MATERIAL ▸
....................
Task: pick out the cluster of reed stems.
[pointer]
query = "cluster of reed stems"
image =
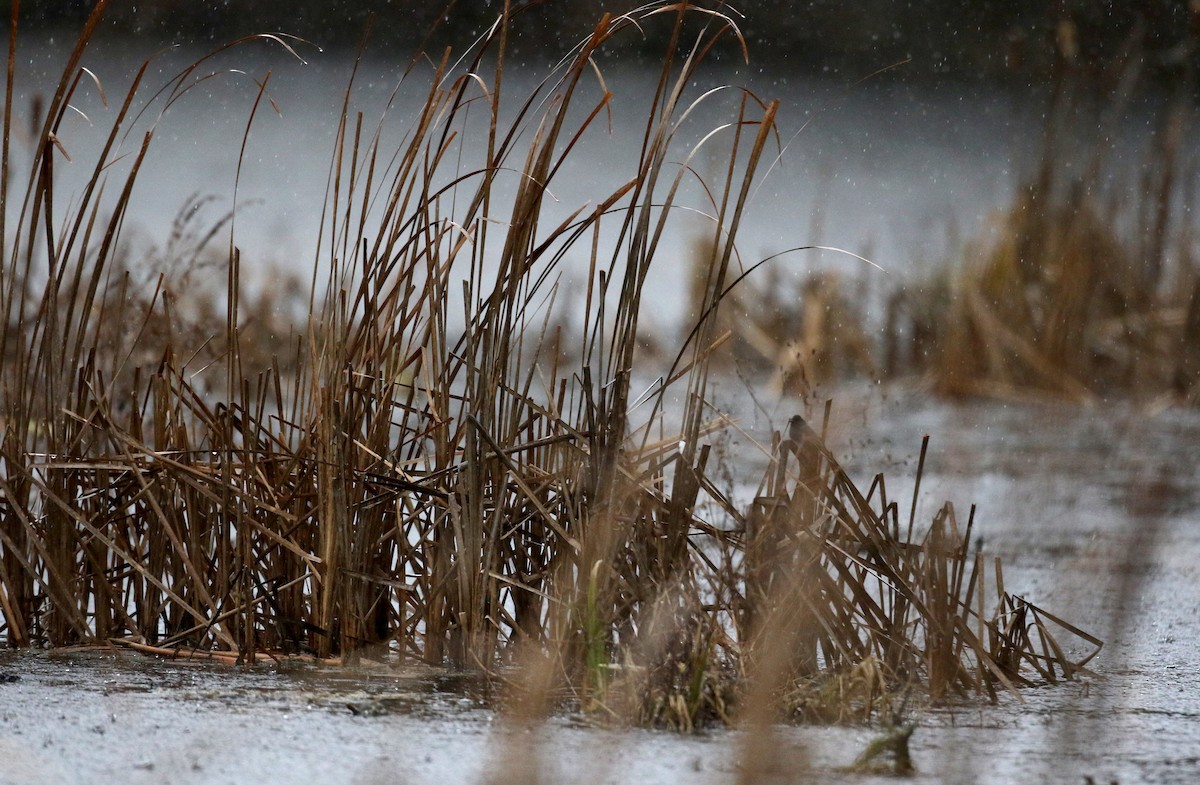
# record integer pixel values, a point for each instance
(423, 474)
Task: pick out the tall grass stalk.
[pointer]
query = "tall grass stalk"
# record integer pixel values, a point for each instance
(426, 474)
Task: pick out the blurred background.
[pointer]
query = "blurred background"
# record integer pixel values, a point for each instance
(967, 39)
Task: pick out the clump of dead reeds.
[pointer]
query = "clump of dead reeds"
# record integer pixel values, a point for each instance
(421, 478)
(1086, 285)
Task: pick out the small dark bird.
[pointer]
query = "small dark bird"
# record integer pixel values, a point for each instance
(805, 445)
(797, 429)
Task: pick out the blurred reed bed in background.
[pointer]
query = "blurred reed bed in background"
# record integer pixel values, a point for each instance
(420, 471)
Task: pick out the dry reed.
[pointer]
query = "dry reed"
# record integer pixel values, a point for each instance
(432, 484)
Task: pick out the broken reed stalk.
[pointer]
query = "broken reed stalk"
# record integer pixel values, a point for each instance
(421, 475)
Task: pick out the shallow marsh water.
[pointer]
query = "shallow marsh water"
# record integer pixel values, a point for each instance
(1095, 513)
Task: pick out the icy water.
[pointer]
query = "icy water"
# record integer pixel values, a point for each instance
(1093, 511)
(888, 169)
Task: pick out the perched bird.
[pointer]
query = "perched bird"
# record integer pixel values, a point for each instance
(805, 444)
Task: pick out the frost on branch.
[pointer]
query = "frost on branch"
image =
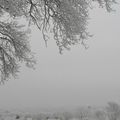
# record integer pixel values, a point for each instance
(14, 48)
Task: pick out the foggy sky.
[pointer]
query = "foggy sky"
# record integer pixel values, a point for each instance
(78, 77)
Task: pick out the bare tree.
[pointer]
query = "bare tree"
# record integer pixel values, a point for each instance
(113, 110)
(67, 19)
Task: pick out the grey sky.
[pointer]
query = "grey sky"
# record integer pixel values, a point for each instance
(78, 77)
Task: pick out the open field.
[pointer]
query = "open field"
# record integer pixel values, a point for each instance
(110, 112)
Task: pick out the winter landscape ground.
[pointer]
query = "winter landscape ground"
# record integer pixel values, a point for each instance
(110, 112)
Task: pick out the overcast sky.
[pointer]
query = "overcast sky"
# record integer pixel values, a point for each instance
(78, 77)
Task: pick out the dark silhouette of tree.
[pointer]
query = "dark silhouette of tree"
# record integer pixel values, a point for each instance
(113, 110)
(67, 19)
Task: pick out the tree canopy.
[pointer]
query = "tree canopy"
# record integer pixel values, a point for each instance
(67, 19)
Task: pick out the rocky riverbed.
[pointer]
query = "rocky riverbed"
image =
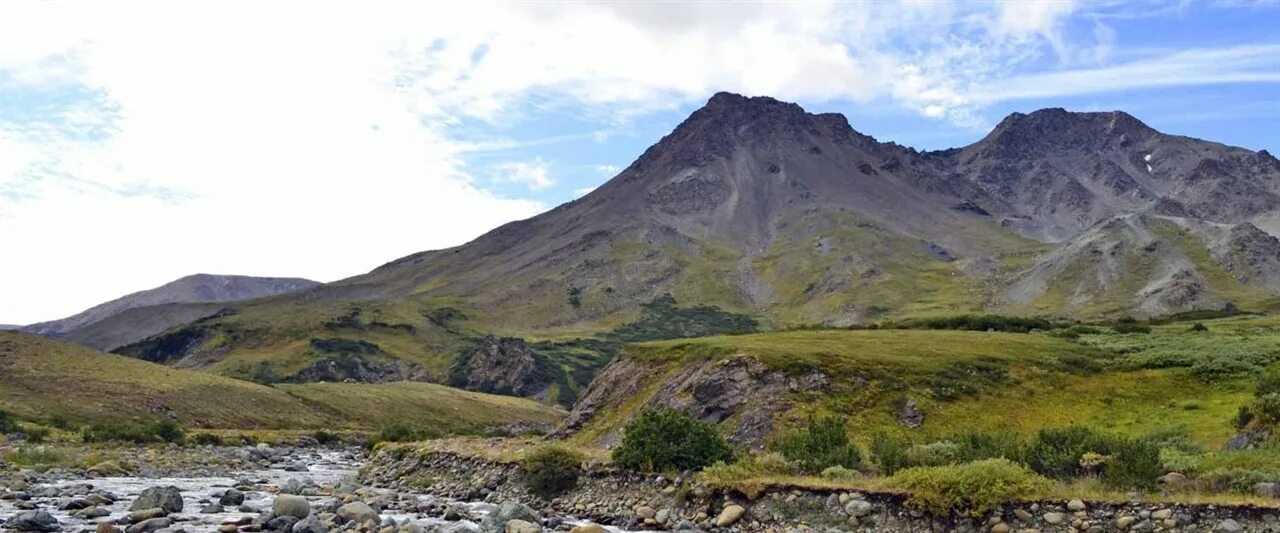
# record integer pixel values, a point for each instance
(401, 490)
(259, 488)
....................
WHAT YOU NEED TO DO ▸
Swap "pick out" for "point to" throughout all of the lines above, change nothing else, and leave the pictures out of your answer.

FULL ANSWER ▸
Task: point to the cluster of reed stems.
[pointer]
query = "cluster of reed stems"
image =
# record integer pixel values, a point for each instance
(423, 474)
Task: point to the tall grass stalk.
[pointer]
query = "tall grass stalk"
# record integer pixel values, a point for each instance
(426, 474)
Task: point to the blurred background.
[pointer]
query = "blurred background"
# record integer pixel values, a point for each instance
(967, 39)
Task: point to the clump of dead reeds.
[pointer]
query = "clump of dead reeds"
# record integer pixel values, a point for each instance
(421, 478)
(1086, 285)
Task: point to the small dark bird.
[pointer]
query = "small dark bird"
# record integer pixel values, a point for each instance
(805, 445)
(797, 429)
Task: point to the blurred reed bed in background.
[pointer]
query = "blurred reed bed in background"
# record integer pixel values, a point for each instance
(420, 471)
Task: point to the dry reed.
[pointer]
query = "dry reed"
# record integer pixel values, a point for each instance
(432, 484)
Task: point to the broken reed stalk.
[pointer]
query = "broken reed stalk"
# record integer pixel values, a point for each instance
(421, 475)
Task: point to the shallow marsh water.
[pointer]
query = "shallow marsh water"
# record integer pixel values, a point for each instance
(1095, 513)
Task: point to the icy water.
[pointer]
query = "icy water"
# record integer pixel values, a point for each instance
(1093, 511)
(888, 169)
Task: point to the perched bird.
[pointer]
query = "perched bird"
# record integer pixel values, a point for each instance
(805, 444)
Task: point to the frost on branch.
[pointer]
query = "frost on branch"
image =
# record integer pixel values, a point for each instance
(14, 48)
Task: point to the foggy sky.
[pointer]
query = "foggy sky"
# record integer pixel values, a point for each instance
(78, 77)
Task: point to the bare tree.
[pointer]
query = "bare tree"
# record integer pixel values, a point for each instance
(113, 110)
(67, 19)
Task: point to the grey sky.
[pointer]
query = "grey sky"
# record integer pixel values, a point for each instance
(78, 77)
Task: point to the open field.
[pointer]
query = "open field"
# record integer pixel values, a point for each instance
(110, 112)
Task: point to the winter landscape ground.
[pointer]
query = "winter landscape ground"
# record integer pixel values, a point for each instance
(110, 112)
Task: point to the overcast sky.
[pointer]
query = "overcast sky"
# record integer pixel values, a point for each instance
(78, 77)
Task: point to the dark silhouette of tree.
[pointer]
query = "dark silhouette of tree"
# record integer pixel values, a point for each instance
(113, 110)
(67, 19)
Task: point to the tree canopy.
[pointer]
query = "tree canopy"
# record integer pixel values, a point for each instance
(67, 19)
Task: point to the rocky riverbed.
[pointer]
query = "rocky riverbed"
image =
# record integer pixel values, a point for each instance
(401, 490)
(259, 488)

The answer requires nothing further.